**Directions for this task**
Please retype the entries below exactly, only from their first line through the line containing "[locate] grassy hillside", leaving every picture out.

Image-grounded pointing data
....................
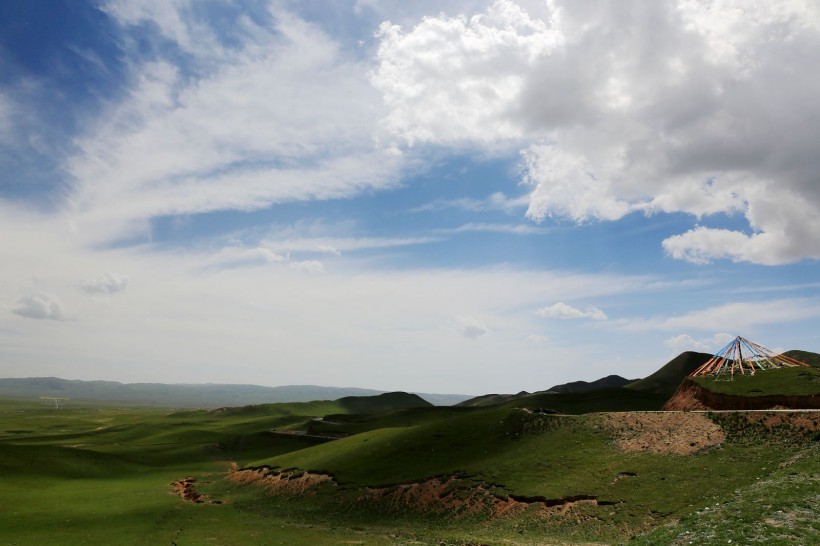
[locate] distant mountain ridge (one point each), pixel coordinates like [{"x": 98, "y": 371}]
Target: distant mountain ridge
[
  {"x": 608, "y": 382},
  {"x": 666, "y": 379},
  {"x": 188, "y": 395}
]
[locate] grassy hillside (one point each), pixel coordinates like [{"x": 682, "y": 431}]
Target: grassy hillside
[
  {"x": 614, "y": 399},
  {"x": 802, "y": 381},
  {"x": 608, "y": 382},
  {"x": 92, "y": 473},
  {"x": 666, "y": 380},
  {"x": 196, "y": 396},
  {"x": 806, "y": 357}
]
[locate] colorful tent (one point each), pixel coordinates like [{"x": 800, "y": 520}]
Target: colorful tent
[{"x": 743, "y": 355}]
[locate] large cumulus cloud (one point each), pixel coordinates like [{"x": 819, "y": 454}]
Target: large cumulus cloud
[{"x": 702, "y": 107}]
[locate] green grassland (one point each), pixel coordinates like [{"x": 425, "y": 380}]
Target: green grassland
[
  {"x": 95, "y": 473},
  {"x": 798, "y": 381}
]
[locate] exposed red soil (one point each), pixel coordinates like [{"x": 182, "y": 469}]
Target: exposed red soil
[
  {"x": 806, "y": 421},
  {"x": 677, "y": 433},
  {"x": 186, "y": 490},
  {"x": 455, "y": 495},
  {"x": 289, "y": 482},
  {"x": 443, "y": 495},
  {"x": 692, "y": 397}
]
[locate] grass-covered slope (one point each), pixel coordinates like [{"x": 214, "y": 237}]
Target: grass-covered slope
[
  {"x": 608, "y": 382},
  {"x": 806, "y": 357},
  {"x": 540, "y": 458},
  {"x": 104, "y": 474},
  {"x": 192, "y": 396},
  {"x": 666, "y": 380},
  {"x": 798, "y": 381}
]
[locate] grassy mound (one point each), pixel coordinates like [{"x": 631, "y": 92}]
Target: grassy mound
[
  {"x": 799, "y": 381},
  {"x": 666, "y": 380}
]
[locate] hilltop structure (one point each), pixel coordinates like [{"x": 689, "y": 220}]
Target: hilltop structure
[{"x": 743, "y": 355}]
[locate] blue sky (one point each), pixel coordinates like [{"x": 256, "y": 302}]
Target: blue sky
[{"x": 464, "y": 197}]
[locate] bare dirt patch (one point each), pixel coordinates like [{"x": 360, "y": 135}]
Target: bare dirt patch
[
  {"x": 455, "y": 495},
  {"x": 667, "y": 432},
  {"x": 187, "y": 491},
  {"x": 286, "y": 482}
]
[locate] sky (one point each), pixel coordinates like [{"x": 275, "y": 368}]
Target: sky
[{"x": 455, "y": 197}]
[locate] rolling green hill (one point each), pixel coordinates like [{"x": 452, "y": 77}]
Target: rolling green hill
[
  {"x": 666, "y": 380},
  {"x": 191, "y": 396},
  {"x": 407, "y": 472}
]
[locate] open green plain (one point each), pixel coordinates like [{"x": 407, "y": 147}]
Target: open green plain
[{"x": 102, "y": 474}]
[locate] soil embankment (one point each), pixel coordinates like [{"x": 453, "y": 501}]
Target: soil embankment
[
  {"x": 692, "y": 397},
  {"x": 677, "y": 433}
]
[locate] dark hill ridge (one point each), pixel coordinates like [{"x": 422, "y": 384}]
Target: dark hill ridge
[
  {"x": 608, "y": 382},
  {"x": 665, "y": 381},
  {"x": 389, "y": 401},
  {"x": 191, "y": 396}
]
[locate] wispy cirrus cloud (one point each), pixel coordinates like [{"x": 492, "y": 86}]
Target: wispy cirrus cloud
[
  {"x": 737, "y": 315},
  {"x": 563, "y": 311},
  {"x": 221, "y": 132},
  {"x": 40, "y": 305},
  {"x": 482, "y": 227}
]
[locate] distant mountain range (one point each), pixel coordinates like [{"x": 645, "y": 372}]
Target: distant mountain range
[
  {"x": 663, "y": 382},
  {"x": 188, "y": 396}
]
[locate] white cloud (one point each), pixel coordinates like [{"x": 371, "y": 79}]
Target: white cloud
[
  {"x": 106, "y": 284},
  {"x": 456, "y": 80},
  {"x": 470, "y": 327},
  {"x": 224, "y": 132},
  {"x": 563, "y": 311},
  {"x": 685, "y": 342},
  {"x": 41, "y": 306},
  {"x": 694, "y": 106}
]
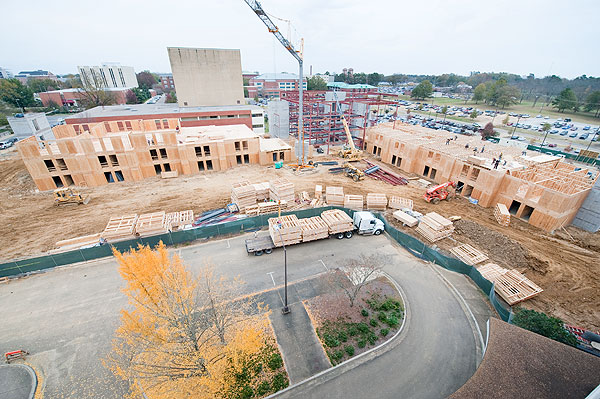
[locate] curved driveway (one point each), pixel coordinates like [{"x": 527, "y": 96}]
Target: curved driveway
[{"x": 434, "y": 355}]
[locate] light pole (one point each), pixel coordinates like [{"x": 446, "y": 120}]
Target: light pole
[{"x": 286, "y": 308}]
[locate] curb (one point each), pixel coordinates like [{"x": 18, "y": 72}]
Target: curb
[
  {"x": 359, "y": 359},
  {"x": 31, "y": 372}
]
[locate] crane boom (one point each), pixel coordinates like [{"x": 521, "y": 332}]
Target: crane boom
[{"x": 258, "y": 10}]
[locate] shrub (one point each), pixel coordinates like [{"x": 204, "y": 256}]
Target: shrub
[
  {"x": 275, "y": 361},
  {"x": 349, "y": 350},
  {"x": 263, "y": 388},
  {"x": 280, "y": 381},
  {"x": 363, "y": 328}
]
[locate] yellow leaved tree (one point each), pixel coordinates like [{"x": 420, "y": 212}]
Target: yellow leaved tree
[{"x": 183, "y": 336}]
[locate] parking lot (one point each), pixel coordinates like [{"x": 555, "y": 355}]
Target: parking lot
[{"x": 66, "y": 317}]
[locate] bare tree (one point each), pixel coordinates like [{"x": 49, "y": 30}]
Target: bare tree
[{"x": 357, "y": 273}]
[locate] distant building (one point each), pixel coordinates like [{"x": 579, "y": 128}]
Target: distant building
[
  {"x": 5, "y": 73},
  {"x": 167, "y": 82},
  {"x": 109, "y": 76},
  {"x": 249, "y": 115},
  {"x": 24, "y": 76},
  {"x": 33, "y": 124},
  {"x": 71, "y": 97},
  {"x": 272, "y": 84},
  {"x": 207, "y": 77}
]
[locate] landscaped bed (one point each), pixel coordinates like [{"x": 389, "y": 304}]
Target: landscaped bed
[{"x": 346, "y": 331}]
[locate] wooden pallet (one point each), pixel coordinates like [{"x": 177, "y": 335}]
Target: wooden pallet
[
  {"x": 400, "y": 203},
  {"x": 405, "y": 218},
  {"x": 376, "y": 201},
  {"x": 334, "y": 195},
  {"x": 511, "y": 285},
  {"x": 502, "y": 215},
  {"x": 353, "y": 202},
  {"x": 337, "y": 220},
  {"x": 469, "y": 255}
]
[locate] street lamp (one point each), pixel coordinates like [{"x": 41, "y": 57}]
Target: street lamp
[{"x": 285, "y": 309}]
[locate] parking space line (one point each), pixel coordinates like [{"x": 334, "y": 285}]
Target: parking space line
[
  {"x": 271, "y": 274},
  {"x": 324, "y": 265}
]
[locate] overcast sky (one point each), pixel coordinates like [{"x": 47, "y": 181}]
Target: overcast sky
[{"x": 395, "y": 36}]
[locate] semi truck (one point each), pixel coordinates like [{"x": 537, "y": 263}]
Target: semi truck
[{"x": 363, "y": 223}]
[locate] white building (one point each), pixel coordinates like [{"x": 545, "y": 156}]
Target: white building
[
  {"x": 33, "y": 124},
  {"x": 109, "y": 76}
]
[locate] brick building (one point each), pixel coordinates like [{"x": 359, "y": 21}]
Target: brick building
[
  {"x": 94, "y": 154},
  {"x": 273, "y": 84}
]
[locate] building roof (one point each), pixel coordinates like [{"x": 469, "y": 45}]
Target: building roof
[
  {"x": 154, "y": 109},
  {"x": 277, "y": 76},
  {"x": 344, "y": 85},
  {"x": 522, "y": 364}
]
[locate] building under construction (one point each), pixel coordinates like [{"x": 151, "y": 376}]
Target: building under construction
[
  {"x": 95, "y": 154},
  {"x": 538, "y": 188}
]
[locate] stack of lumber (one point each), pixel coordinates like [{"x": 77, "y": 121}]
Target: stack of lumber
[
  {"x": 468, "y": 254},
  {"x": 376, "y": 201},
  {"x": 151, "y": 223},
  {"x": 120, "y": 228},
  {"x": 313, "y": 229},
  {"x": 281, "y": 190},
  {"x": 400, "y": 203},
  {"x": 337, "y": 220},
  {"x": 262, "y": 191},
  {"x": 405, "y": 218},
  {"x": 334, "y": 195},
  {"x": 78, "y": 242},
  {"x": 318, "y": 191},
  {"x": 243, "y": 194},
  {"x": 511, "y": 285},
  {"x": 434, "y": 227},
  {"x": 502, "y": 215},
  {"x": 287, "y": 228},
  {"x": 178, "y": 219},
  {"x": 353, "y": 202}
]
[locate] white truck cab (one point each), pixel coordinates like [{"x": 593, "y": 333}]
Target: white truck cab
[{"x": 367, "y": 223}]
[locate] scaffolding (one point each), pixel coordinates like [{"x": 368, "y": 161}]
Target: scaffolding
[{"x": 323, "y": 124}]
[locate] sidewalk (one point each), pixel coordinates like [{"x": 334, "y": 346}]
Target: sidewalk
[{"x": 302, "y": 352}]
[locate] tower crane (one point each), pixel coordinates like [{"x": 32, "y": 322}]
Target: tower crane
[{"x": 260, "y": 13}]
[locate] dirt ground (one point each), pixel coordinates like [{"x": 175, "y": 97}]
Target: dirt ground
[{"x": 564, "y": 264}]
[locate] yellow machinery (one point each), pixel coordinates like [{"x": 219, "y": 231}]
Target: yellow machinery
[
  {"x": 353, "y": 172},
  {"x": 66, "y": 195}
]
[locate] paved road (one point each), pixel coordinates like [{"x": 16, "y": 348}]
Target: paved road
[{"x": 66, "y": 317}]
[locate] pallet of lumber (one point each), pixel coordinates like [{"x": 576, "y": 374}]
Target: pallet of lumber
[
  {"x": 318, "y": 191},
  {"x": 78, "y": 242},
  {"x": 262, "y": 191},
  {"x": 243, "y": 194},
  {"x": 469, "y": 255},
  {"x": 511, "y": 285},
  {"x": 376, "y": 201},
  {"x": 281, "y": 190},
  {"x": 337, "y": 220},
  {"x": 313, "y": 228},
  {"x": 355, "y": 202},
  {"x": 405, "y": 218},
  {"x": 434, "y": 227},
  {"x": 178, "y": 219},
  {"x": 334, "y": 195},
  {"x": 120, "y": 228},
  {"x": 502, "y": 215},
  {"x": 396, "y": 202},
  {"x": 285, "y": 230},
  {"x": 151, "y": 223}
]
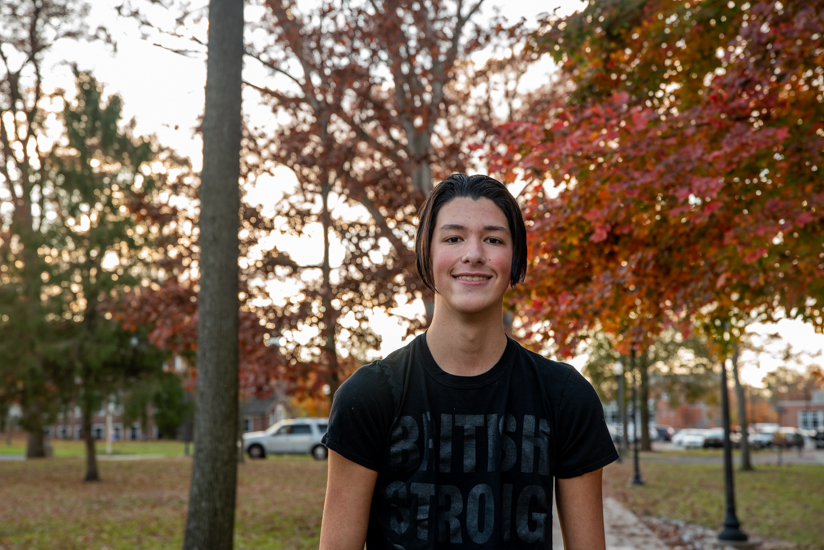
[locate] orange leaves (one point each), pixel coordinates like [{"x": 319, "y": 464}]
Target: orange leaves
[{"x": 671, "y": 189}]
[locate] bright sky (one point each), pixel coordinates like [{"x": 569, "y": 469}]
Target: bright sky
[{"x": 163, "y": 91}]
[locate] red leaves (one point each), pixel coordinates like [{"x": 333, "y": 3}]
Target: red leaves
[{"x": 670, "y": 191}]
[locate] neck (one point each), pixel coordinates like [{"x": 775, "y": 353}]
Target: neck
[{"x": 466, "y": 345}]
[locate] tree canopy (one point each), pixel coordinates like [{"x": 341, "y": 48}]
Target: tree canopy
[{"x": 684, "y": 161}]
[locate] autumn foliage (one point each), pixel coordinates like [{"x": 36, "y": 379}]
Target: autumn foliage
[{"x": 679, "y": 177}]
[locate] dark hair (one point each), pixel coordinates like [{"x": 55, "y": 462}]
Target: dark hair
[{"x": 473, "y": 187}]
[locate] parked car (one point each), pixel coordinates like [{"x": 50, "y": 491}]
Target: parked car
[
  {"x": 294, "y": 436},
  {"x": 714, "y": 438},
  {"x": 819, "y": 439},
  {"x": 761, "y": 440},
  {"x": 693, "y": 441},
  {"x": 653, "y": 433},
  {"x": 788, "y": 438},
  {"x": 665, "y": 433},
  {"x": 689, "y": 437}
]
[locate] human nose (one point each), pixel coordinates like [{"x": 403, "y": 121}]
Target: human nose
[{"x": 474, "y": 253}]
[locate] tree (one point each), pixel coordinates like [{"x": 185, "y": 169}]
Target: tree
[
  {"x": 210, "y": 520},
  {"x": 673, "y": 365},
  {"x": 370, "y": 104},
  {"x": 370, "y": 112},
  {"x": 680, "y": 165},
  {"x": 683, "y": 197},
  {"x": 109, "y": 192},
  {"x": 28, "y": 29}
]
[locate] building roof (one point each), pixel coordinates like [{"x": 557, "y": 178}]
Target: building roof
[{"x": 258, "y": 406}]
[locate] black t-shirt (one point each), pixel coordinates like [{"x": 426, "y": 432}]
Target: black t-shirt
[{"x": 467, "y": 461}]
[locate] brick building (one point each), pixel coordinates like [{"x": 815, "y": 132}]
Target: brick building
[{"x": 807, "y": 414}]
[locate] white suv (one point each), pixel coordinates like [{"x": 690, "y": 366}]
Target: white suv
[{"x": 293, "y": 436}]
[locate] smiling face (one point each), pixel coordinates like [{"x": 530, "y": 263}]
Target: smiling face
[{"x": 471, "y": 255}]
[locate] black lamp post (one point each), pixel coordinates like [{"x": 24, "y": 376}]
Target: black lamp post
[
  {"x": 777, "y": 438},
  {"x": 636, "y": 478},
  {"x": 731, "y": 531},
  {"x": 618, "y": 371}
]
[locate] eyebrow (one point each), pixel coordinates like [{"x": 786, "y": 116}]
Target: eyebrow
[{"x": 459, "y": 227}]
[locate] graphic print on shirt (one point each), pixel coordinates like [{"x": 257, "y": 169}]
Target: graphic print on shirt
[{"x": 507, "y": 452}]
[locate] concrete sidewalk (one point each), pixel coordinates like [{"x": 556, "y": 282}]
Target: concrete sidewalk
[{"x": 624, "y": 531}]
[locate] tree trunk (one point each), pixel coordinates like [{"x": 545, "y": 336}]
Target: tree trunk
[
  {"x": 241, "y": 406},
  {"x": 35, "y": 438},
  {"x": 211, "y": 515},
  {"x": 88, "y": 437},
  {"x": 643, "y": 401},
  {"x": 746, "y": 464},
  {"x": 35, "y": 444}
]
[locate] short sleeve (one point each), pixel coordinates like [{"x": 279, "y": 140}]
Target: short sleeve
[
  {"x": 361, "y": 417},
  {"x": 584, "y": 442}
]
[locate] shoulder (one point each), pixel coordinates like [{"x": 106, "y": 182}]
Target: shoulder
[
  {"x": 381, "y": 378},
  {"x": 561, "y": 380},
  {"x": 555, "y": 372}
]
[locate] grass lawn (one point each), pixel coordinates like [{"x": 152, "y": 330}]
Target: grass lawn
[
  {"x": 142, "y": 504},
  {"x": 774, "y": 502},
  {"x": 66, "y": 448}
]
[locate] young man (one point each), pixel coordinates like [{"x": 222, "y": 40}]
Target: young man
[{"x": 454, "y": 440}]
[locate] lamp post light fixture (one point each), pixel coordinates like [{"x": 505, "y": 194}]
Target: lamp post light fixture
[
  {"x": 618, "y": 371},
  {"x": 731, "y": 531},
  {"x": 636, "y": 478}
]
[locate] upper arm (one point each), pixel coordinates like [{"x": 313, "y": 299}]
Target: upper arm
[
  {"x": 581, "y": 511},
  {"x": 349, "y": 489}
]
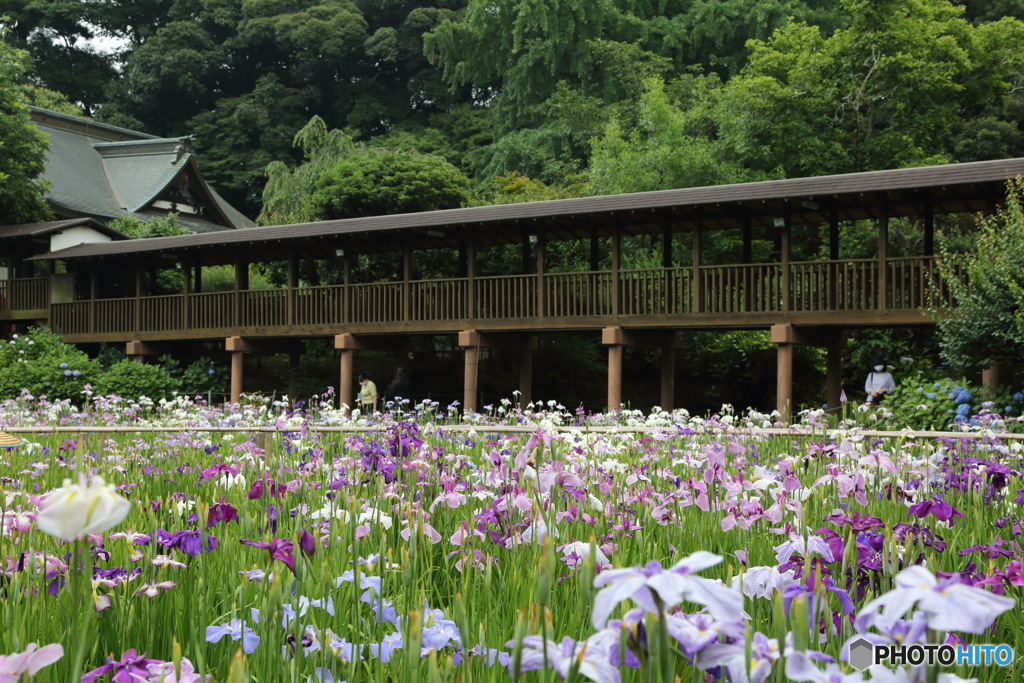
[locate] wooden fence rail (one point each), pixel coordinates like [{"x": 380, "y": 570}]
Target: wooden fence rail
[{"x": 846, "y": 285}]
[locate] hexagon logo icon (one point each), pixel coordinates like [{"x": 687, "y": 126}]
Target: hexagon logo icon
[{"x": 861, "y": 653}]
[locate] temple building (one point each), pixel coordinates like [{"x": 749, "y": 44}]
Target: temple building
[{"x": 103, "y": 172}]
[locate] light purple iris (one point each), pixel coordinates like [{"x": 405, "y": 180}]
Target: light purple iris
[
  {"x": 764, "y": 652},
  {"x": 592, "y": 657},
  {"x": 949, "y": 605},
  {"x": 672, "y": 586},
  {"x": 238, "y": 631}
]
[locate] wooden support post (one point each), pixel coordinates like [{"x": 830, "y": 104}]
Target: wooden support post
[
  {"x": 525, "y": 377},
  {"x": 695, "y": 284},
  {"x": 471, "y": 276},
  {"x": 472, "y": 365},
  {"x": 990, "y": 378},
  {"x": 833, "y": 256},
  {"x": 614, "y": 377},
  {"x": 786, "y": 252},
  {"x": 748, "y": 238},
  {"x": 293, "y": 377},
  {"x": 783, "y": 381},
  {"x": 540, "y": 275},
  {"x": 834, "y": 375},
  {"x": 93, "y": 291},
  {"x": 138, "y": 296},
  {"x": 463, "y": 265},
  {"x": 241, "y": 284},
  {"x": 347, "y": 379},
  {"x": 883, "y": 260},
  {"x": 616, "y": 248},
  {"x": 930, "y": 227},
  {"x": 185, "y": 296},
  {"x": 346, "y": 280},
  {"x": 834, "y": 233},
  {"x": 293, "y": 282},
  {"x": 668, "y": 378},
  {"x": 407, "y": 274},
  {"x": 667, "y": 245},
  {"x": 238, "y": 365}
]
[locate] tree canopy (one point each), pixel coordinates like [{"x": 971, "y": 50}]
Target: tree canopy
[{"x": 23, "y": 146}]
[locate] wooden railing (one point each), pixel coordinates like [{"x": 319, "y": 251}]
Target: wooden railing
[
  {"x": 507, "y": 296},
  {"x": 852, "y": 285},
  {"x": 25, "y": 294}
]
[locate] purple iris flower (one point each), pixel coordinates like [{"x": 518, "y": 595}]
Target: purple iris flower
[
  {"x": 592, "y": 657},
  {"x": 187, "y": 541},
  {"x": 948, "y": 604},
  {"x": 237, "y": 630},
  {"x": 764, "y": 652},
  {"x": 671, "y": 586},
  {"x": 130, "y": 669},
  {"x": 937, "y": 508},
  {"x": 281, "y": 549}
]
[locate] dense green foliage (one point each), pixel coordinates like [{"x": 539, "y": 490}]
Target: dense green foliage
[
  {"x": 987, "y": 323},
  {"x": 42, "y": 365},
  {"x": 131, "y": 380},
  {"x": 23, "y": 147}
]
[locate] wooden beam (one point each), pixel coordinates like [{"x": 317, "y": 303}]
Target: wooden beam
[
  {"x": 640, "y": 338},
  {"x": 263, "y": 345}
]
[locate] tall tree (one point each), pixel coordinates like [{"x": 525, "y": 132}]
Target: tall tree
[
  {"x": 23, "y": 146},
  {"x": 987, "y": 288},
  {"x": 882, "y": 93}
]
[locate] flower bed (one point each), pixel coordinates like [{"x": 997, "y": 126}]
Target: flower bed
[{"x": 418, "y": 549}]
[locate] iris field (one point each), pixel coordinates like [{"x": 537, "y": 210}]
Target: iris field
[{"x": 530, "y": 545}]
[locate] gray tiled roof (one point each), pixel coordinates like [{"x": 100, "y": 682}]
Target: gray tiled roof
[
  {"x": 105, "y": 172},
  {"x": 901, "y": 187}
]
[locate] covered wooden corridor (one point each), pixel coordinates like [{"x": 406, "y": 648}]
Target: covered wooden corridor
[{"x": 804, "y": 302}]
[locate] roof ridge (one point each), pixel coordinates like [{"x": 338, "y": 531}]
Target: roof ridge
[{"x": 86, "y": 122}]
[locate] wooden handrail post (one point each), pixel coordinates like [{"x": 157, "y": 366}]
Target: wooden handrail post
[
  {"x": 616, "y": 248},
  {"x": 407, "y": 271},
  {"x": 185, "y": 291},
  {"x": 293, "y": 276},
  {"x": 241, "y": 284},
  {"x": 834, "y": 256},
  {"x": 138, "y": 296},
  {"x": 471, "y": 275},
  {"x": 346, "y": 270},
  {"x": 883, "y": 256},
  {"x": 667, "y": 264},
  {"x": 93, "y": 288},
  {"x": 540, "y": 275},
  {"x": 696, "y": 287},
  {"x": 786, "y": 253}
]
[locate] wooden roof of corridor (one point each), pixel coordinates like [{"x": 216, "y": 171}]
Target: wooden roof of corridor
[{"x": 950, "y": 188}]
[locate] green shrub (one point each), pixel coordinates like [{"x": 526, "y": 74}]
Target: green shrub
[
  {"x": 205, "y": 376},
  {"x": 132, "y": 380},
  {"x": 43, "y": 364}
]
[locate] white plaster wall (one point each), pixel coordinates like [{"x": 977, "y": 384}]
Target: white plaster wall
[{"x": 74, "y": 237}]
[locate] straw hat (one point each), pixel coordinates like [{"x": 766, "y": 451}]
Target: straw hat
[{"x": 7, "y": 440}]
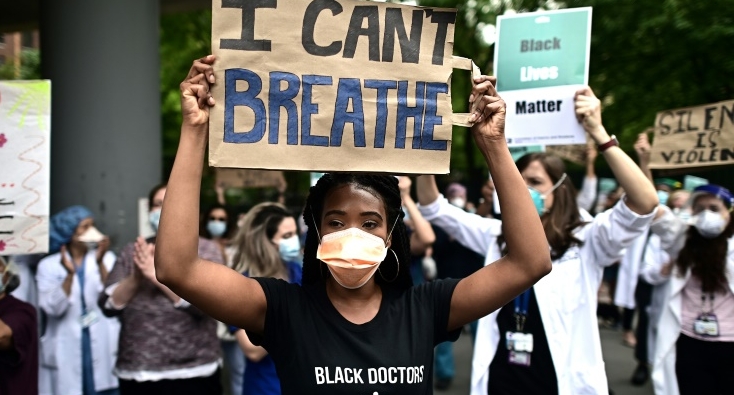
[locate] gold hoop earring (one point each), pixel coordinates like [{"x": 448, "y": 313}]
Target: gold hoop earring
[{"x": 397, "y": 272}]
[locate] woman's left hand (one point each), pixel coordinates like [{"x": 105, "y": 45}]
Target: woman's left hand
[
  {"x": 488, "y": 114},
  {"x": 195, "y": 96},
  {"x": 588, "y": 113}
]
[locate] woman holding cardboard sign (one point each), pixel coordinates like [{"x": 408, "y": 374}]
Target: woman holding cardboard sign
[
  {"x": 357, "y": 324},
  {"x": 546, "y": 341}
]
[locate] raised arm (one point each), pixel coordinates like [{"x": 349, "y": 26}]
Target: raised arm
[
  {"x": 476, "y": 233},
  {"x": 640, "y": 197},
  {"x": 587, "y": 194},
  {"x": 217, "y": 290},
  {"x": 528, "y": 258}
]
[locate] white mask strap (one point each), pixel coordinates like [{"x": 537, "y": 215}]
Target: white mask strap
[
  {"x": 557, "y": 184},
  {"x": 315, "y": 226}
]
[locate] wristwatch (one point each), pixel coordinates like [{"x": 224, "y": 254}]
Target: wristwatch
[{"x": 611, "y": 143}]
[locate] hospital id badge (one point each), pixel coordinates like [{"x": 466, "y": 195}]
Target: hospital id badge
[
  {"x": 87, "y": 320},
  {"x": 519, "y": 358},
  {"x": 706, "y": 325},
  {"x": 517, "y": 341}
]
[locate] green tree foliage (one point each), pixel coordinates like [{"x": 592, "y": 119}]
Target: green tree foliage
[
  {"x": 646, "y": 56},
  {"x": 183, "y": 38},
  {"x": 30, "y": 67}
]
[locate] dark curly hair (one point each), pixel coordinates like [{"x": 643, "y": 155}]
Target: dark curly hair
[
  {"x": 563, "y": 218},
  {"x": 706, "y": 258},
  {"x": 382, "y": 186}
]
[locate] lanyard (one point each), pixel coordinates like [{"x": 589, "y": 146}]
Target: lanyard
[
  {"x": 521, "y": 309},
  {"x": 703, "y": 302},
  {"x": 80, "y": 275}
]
....................
**Response area**
[locate] distant mountain ridge (one point each), pixel coordinates like [{"x": 98, "y": 371}]
Target: distant mountain ridge
[
  {"x": 608, "y": 382},
  {"x": 666, "y": 379},
  {"x": 188, "y": 395}
]
[locate] grassy hillside (one point each), pixel coordinates like [{"x": 682, "y": 431}]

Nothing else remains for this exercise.